Task directions: Give back each line below verbatim.

Provided data:
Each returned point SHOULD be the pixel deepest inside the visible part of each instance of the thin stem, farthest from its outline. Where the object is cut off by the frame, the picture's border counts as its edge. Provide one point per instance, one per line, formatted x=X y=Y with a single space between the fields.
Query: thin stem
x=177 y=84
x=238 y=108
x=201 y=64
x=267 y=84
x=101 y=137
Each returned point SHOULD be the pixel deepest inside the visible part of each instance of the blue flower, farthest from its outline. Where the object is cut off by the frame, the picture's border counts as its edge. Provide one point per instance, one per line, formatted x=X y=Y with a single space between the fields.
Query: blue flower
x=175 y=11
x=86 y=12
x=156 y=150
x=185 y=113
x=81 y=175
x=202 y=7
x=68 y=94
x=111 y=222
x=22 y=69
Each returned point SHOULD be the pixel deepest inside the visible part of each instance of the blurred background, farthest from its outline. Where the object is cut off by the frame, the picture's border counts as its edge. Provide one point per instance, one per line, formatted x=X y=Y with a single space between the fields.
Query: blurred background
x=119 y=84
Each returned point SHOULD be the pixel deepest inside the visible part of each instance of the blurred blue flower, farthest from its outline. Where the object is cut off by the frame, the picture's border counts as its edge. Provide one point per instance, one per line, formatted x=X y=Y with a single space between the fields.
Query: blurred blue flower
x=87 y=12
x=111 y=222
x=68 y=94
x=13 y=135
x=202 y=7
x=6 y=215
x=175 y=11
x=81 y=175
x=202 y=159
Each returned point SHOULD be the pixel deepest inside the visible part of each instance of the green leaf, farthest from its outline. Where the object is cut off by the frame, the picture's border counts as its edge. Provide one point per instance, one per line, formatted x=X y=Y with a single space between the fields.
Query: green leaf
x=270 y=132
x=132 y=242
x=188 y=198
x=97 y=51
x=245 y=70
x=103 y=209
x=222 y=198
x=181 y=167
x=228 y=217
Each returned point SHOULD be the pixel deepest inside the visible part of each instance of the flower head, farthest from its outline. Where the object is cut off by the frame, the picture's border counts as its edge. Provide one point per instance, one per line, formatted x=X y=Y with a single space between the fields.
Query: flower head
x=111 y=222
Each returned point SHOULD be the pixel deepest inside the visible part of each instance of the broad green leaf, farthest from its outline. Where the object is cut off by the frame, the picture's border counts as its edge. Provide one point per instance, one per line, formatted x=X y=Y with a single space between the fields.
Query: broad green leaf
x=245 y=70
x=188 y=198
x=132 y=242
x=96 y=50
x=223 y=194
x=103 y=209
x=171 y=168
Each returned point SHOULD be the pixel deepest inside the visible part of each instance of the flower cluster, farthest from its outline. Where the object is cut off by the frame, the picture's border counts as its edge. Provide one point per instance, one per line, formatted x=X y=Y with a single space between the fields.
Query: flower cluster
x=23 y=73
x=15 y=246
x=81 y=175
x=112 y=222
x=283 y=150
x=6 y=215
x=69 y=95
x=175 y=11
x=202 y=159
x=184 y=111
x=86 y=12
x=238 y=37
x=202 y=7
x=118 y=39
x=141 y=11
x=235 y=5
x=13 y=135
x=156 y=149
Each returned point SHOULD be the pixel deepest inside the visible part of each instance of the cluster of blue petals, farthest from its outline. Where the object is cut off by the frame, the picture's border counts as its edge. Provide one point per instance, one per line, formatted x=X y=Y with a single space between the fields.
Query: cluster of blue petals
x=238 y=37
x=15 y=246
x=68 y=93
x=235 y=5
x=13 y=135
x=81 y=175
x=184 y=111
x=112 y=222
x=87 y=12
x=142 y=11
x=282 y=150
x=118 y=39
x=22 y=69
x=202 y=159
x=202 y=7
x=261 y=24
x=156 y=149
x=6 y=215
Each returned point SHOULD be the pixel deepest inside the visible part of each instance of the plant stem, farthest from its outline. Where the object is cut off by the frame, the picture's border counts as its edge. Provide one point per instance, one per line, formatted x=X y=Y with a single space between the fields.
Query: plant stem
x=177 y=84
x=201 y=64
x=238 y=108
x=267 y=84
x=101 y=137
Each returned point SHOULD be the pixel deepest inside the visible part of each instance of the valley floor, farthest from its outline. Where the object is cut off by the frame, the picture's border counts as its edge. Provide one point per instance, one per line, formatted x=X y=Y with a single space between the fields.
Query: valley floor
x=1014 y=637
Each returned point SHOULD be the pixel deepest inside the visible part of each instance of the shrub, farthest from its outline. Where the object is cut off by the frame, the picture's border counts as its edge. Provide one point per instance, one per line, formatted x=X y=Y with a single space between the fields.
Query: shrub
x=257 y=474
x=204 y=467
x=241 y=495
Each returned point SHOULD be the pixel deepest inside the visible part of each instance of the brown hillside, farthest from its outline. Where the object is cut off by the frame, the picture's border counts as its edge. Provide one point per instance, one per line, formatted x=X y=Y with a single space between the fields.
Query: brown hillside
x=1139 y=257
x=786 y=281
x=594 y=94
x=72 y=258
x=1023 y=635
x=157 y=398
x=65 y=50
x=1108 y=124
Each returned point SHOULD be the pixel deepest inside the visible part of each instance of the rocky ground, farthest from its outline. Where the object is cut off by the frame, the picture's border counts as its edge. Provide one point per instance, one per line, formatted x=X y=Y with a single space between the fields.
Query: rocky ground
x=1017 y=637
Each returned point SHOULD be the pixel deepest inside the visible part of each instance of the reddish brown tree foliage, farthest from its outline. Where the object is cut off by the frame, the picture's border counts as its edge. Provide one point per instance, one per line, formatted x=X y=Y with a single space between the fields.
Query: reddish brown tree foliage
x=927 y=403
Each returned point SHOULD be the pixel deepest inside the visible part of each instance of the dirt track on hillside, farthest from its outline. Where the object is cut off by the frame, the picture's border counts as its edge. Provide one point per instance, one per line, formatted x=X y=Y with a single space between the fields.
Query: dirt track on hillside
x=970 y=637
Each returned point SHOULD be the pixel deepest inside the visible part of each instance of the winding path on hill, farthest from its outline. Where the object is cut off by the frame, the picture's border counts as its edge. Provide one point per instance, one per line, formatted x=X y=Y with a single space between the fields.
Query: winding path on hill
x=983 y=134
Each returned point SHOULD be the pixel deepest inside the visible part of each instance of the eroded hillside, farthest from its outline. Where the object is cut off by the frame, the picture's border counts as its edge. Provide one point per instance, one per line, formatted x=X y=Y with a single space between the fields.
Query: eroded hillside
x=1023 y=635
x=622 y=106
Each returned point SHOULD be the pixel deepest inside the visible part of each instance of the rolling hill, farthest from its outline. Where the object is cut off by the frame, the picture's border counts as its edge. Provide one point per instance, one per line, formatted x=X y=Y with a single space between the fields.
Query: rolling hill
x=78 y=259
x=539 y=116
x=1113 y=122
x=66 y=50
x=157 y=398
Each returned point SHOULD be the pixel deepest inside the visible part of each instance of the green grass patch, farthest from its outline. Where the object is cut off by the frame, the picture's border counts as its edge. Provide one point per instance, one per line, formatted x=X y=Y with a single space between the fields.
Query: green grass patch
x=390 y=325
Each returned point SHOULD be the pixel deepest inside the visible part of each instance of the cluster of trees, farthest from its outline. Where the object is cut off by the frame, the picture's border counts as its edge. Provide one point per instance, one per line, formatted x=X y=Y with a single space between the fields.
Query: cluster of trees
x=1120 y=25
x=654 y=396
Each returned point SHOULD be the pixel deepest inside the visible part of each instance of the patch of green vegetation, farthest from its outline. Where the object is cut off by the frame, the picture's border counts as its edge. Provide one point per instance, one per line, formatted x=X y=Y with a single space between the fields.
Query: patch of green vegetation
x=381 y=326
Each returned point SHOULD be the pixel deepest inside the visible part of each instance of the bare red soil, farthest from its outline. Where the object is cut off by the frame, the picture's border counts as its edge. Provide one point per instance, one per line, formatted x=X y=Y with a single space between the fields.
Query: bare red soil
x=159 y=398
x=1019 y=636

Written reply:
Each returned point SHOULD be the pixel deepest inside the visible part of each instance of the thin stem, farthest from its outline. Where the object is cut off by the frame, the picture's border counts as its edge. Provide one point per instance, one per line, formatted x=X y=Y with a single space between the fields.
Query: thin stem
x=177 y=84
x=238 y=108
x=201 y=64
x=267 y=84
x=101 y=137
Each returned point SHOULD be the pixel deepest inside the visible part of each instance of the blue flower, farthest from its outline. Where the object is cut off by the frame, the picture's border counts as its edge. Provide one point per instance, one per line, formatted x=X y=Y with a single space between the fields.
Query: blue flower
x=175 y=11
x=86 y=12
x=156 y=150
x=185 y=113
x=81 y=175
x=202 y=7
x=68 y=94
x=111 y=222
x=22 y=69
Each returned point SHOULD be the pixel deepest inside the visible part of each instance of the blurred background, farthest from its outline. Where the object is cut off by the frame, the picture's border counts as its edge. Provide one point per instance, one per line, formatted x=X y=Y with a single space between the fields.
Query: blurred background
x=119 y=84
Each returned point SHOULD be the pixel deepest inside the visible part of each instance of the blurred blue flower, farthest from its outline. Where the object is cut off by the frame, the picture's border counts as its edge. Provide one point per instance, one per line, formatted x=X y=Y with a single space between the fields.
Query: blurred blue flower
x=87 y=12
x=111 y=222
x=68 y=94
x=13 y=135
x=202 y=7
x=6 y=215
x=175 y=11
x=81 y=175
x=202 y=159
Each returned point SHOULD be the pixel deepest inside the visible part of each instance of the green leaf, farthest from its outline. Where the object is cut off by the frame, the picture's border counts as its edge. Provide one point per instance, one per line, formatted x=X y=Y with a single space between the fields.
Query: green leaf
x=270 y=132
x=132 y=242
x=188 y=198
x=97 y=51
x=245 y=70
x=103 y=209
x=222 y=198
x=181 y=167
x=228 y=217
Each returned point SHOULD be the pixel deepest inside the visible part of each instance of the flower head, farthest from its outline. Where the object is cut off by the frame, the picture's border counts as its edge. Provide one point per instance, one per line, formatted x=X y=Y with a single space between the fields.
Query: flower head
x=111 y=222
Each returned point SHOULD be the pixel deepest inside the visible part of each instance of the broad green leaf, farthest from its outline. Where the object is cut off by the frame, the picture's border counts as its edge. Provide one point per instance, one per line, formatted x=X y=Y with a single space between the fields.
Query: broad green leaf
x=245 y=70
x=188 y=198
x=132 y=242
x=96 y=50
x=223 y=194
x=103 y=209
x=171 y=168
Each returned point SHOULD be the pixel deepest inside the visible part of each instance of the flower cluster, farthest from its outline. Where the object is cut off by the frame, the picture's border counts as its edge. Provide one point per instance, one per line, formatted x=X y=Y with a single space between the fields.
Query: flower cluster
x=23 y=73
x=15 y=246
x=81 y=175
x=112 y=222
x=283 y=150
x=6 y=215
x=69 y=95
x=175 y=11
x=202 y=159
x=184 y=111
x=86 y=12
x=238 y=37
x=202 y=7
x=118 y=39
x=141 y=11
x=235 y=5
x=13 y=135
x=156 y=149
Each returned point SHOULD be the pixel deepest inside the visible part of each instance of the cluster of blue petals, farthest from its outline. Where the object is cut off by the frame, the picture's border counts as its edge. Provide one point per instance, one per line, formatted x=X y=Y with a single space between the fields.
Query: cluster of blue petals
x=238 y=37
x=15 y=246
x=68 y=93
x=235 y=5
x=13 y=135
x=81 y=175
x=184 y=111
x=112 y=222
x=87 y=12
x=142 y=11
x=282 y=150
x=118 y=39
x=22 y=69
x=202 y=159
x=202 y=7
x=261 y=24
x=156 y=149
x=6 y=215
Each returned point SHOULD be the pixel deepest inside the visible part of each instance of the plant stem, farthest from its outline. Where the object is cut off by the frame, the picture's border counts as its edge. Provide one point per instance, one per line, formatted x=X y=Y with a single space between the fields.
Query: plant stem
x=177 y=84
x=201 y=64
x=238 y=108
x=267 y=84
x=101 y=137
Each returned point SHOULD be the pixel deepest inside the visible part of each instance of the valley floor, farthest from its outline. Where the object is cut off by the frame, the picture's border counts as its edge. Provide one point per instance, one per line, formatted x=X y=Y with a single space between the fields.
Query: valley floor
x=1014 y=637
Each returned point SHOULD be the pixel deepest inside the visible part of each instance of the shrub, farthest from its outline. Where the object is cut off by the frame, the picture's border counts as its edge. Provide one point per instance, one per line, formatted x=X y=Y with a single space between the fields.
Query: shrub
x=257 y=474
x=204 y=467
x=241 y=495
Each returned point SHOULD be the pixel deepest inside the visible part of each instance of the brown hillside, farthest from its outline. Where the object is cut off by the frame, the picture's border counts as its edge. Provide one point per instance, one per line, formatted x=X y=Y with a single space between the fields.
Query: brown hillside
x=1139 y=257
x=786 y=281
x=594 y=94
x=72 y=258
x=1023 y=635
x=157 y=398
x=65 y=50
x=1108 y=124
Each returned point SHOULD be the pixel deepest inside the visible part of each instance of the rocky ground, farthest from its outline. Where the object is cut off by the frame, the picture's border counts as its edge. Provide one point per instance, one per line, formatted x=X y=Y with a single space between the fields.
Query: rocky ground
x=1017 y=637
Each returned point SHOULD be the pixel deepest inside the visible part of each instance of the reddish brown tree foliage, farthest from its outline. Where the object is cut off by the frame, the picture's border counts as its edge. Provide one point per instance, one per line, formatted x=X y=Y with a single space between the fields.
Query: reddish brown tree foliage
x=927 y=403
Each returned point SHOULD be the pixel deepest inside the visible part of each instance of the dirt track on hillside, farthest from its outline. Where the object is cut off by the frame, the picture's border counts as its edge. Provide one point per instance, one per line, formatted x=X y=Y with a single space between the fields.
Query: dirt track on hillside
x=970 y=637
Each returned point SHOULD be the pixel deepest inside the visible part of each instance of the winding path on hill, farthest from its outline. Where the object is cut off by the frame, the picture's border counts as its edge. Provide one point per instance, one per line, formatted x=X y=Y with a single space between the fields.
Query: winding path on hill
x=983 y=134
Each returned point SHOULD be the pixel deepest inside the visible part of each instance of the eroded hillside, farthest from its outline. Where the object is cut off by the frame, the picture's border counts as its edge. Provide one point per instance, one per line, formatted x=X y=Y with a single space between the fields.
Query: eroded hillside
x=1023 y=635
x=622 y=106
Each returned point SHOULD be the pixel deepest inside the visible part of each instance of the rolling hill, farthest from its outline. Where the object is cut off by the frame, the picture's border counts as its edge. Provide one point per instance, one per line, formatted x=X y=Y with a single space between the fields.
Query: rolling hill
x=78 y=259
x=539 y=116
x=1113 y=122
x=66 y=50
x=157 y=398
Each returned point SHOULD be the pixel deepest inside the visible part of each instance of the green grass patch, farthest from its outline. Where the object is cut off by the frame, the picture's border counts as its edge. Provide one point per instance, one per line, formatted x=X y=Y with a single space between the fields.
Query: green grass patch
x=390 y=325
Each returned point SHOULD be the pixel deepest inside the visible part of each instance of the cluster of trees, farthest from its outline. Where the object is cut off by the frame, the picture's border counts as its edge. Provide one point per instance, one per line, formatted x=X y=Y with a single space between the fields.
Query: cluster of trees
x=1120 y=25
x=654 y=396
Each returned point SHOULD be the pixel deepest inside the visible part of each instance of the patch of green vegetation, farthest from its outline. Where the object is cut off by the frame, the picture's border counts as its edge. Provide one point per instance, one per line, formatted x=X y=Y with a single space between the fields.
Query: patch of green vegetation
x=381 y=326
Each returned point SHOULD be the pixel deepest inside the visible part of each instance of the bare red soil, farthest from its outline. Where the object is cut off by the frame, the picture's border counts as its edge. Provide one point per instance, one per line, formatted x=X y=Y with a single space between the fields.
Query: bare red soil
x=159 y=398
x=1019 y=636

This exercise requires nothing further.